* **Problem A**
Reproduce the rows verbatim, from the first row through the line containing "top-left (487, 0), bottom-right (650, 237)".

* **Extract provided**
○ ○ ○ ○
The Companies estimate the impact to aggregate all the unreleased intrastate and LDC interconnection capacity costs across the entire Chesapeake Florida system would be an approximate increase of 2.5 cents per therm to the PGA factor.[11] Chesapeake’s TTS pool shippers would see a reduction in the unreleased intrastate and LDC interconnection capacity costs allocated to them, resulting in potential savings to the TTS pool customers. The Companies further state that the proposed allocation methodology would not require FPUC to exceed its currently established PGA cap (98.747 cents per therm). Staff notes that the actual PGA factor billed to customers varies monthly; if this petition is approved, the first adjustment to the PGA factor billed would take effect in September 2015.

Preview of Phase II

In Phase II, the Companies would propose that the allocation of these costs be expanded to include transportation service customers on FPUC’s system (i.e., customers who are not part of the current PGA mechanism) as well as shippers on Chesapeake’s system that are not part of the TTS pools. The Companies believe that these customers ultimately should bear their fair portion of the intrastate capacity costs; however, the Companies recognize that shippers for these larger classes of customers provide service under contracts that will likely need to be amended to adjust for revised cost allocations. Thus, the Companies will seek Commission approval of Phase II in a separate docket with a suggested future implementation date. This would allow the Companies time to conduct meetings with shippers who would be affected, as well as time for these shippers to pursue contract amendments with their customers as may be necessary. The Companies held an initial shipper’s meeting in May 2015. Staff intends to work with the industry to develop a plan for Commission approval that addresses a fairer allocation methodology of assigning intrastate transportation costs.

Conclusion

The modified cost allocation methodology and resulting revisions to the PGA factor calculation would enable the Companies to have the ability to better balance the costs of individual projects across the entire Chesapeake Florida system, rather than on a system-by-system basis. Therefore, staff recommends approval of the Companies’ proposal.
Issue 2:  Should this docket be closed?

Recommendation: 

 Yes. If no protest is filed by a person whose substantial interests are affected within 21 days of the issuance of the Order, this docket should be closed upon the issuance of a Consummating Order. (Mapp)
○ ○ ○ ○
* **Data shown**

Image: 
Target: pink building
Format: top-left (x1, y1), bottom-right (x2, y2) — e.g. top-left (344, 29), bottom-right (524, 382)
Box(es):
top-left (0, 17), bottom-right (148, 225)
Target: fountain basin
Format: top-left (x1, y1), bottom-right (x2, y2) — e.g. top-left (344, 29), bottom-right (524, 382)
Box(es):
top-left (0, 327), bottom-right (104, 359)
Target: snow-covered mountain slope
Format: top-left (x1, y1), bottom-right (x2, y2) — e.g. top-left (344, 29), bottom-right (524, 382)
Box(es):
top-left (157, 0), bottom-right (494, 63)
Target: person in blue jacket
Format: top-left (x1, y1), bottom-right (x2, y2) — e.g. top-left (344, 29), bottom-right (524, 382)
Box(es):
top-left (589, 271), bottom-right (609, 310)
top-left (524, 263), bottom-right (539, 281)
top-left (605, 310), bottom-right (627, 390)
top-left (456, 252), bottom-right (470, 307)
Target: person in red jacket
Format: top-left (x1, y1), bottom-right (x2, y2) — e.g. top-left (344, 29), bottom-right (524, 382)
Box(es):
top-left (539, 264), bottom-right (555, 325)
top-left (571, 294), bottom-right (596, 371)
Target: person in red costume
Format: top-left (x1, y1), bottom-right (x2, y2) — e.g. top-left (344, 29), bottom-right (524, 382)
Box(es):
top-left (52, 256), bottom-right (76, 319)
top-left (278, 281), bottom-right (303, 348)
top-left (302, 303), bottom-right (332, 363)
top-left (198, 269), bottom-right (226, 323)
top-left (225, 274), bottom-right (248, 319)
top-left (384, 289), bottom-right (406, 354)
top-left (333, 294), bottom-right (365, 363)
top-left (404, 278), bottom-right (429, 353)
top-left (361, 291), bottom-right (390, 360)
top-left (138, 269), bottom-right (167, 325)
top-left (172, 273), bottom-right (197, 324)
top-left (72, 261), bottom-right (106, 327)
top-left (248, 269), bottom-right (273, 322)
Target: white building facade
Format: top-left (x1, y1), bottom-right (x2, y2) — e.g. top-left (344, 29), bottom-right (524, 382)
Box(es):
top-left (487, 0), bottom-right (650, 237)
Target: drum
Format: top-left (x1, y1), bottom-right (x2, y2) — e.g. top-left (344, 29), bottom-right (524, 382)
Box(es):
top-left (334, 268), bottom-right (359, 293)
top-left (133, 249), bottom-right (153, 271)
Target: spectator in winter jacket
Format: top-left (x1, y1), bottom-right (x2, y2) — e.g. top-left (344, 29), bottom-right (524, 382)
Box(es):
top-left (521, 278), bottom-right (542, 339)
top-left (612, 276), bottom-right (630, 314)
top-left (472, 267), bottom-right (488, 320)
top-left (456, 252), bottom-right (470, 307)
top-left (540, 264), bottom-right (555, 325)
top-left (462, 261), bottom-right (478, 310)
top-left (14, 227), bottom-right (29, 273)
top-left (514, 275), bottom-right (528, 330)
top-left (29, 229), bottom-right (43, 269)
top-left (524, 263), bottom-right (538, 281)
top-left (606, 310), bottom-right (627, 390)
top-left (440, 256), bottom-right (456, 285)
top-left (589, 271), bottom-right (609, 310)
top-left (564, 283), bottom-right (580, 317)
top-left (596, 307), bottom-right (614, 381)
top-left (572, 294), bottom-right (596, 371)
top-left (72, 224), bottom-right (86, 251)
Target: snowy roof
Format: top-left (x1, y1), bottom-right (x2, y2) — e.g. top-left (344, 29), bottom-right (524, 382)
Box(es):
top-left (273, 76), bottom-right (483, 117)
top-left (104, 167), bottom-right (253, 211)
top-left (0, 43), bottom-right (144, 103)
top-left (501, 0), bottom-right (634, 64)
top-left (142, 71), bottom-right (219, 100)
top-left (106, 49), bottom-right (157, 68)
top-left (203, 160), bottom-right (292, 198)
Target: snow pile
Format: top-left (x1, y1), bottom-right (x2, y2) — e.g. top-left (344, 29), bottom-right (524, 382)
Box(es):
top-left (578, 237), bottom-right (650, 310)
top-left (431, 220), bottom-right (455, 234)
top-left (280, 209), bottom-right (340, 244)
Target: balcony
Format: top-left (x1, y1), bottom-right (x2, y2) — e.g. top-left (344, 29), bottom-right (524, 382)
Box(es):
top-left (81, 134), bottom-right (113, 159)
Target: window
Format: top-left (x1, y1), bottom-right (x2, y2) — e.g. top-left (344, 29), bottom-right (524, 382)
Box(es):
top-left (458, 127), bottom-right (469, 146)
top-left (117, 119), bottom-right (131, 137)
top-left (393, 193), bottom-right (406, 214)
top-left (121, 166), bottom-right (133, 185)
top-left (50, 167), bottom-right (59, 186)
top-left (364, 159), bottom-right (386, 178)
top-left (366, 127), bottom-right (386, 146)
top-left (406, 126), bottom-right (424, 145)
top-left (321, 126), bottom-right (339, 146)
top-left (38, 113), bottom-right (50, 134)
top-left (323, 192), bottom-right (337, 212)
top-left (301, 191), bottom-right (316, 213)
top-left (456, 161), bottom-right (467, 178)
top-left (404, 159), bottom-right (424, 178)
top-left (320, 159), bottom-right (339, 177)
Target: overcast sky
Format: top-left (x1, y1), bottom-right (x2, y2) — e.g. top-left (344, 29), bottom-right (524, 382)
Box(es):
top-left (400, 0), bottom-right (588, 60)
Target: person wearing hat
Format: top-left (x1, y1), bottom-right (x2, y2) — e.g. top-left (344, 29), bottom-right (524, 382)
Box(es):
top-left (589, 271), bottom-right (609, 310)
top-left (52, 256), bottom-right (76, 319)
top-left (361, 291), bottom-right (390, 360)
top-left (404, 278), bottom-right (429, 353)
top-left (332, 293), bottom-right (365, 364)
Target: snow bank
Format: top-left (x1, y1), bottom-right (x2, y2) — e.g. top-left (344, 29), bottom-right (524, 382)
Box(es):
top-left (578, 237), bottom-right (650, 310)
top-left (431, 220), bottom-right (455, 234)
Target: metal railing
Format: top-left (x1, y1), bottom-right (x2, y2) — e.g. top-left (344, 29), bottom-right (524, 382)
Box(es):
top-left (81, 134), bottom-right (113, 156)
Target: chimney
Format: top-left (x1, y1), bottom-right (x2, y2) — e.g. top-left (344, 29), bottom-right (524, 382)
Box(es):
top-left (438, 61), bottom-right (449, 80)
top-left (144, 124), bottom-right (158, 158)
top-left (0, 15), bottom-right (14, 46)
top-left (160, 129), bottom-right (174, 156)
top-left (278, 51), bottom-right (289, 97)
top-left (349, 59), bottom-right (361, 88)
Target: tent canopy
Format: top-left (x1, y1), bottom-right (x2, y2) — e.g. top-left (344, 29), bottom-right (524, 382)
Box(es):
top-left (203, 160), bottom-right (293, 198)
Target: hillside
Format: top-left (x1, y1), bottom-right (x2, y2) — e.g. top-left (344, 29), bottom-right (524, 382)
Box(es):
○ ○ ○ ○
* **Problem B**
Based on the PGA cost allocation recommendation, answer yes or no for each statement below, and quote the words from the text that decide it.
(i) The Companies held an initial shipper's meeting in May 2015.
(ii) The proposed allocation methodology would require FPUC to exceed its currently established PGA cap.
(iii) If the petition is approved, the first adjustment to the billed PGA factor would take effect in September 2015.

* **Expected output A**
Image: 
Target: pink building
Format: top-left (x1, y1), bottom-right (x2, y2) — e.g. top-left (344, 29), bottom-right (524, 382)
Box(es):
top-left (0, 17), bottom-right (148, 225)
Target: fountain basin
Format: top-left (x1, y1), bottom-right (x2, y2) — e.g. top-left (344, 29), bottom-right (524, 382)
Box(es):
top-left (0, 327), bottom-right (104, 359)
Target: snow-covered mountain slope
Format: top-left (x1, y1), bottom-right (x2, y2) — e.g. top-left (344, 29), bottom-right (524, 382)
Box(es):
top-left (157, 0), bottom-right (494, 63)
Target: person in blue jacket
Format: top-left (x1, y1), bottom-right (x2, y2) — e.g. top-left (344, 29), bottom-right (524, 382)
Box(es):
top-left (589, 271), bottom-right (609, 310)
top-left (524, 263), bottom-right (539, 281)
top-left (605, 310), bottom-right (627, 390)
top-left (456, 252), bottom-right (470, 307)
Target: person in red jacket
Format: top-left (x1, y1), bottom-right (x2, y2) — e.g. top-left (344, 29), bottom-right (524, 382)
Box(es):
top-left (539, 264), bottom-right (555, 325)
top-left (571, 294), bottom-right (596, 371)
Target: person in red costume
Format: top-left (x1, y1), bottom-right (x2, y2) — e.g. top-left (344, 29), bottom-right (524, 382)
Box(es):
top-left (52, 256), bottom-right (76, 319)
top-left (278, 281), bottom-right (303, 348)
top-left (302, 303), bottom-right (332, 363)
top-left (198, 269), bottom-right (226, 323)
top-left (225, 274), bottom-right (248, 319)
top-left (384, 289), bottom-right (406, 354)
top-left (333, 294), bottom-right (365, 363)
top-left (404, 278), bottom-right (429, 353)
top-left (361, 291), bottom-right (390, 360)
top-left (138, 269), bottom-right (167, 325)
top-left (172, 273), bottom-right (197, 324)
top-left (72, 261), bottom-right (106, 327)
top-left (248, 269), bottom-right (273, 322)
Target: white building facade
Format: top-left (x1, y1), bottom-right (x2, y2) — e.g. top-left (344, 29), bottom-right (524, 382)
Box(es):
top-left (487, 0), bottom-right (650, 237)

* **Expected output B**
(i) Yes: "The Companies held an initial shipper’s meeting in May 2015."
(ii) No: "the proposed allocation methodology would not require FPUC to exceed its currently established PGA cap (98.747 cents per therm)."
(iii) Yes: "if this petition is approved, the first adjustment to the PGA factor billed would take effect in September 2015."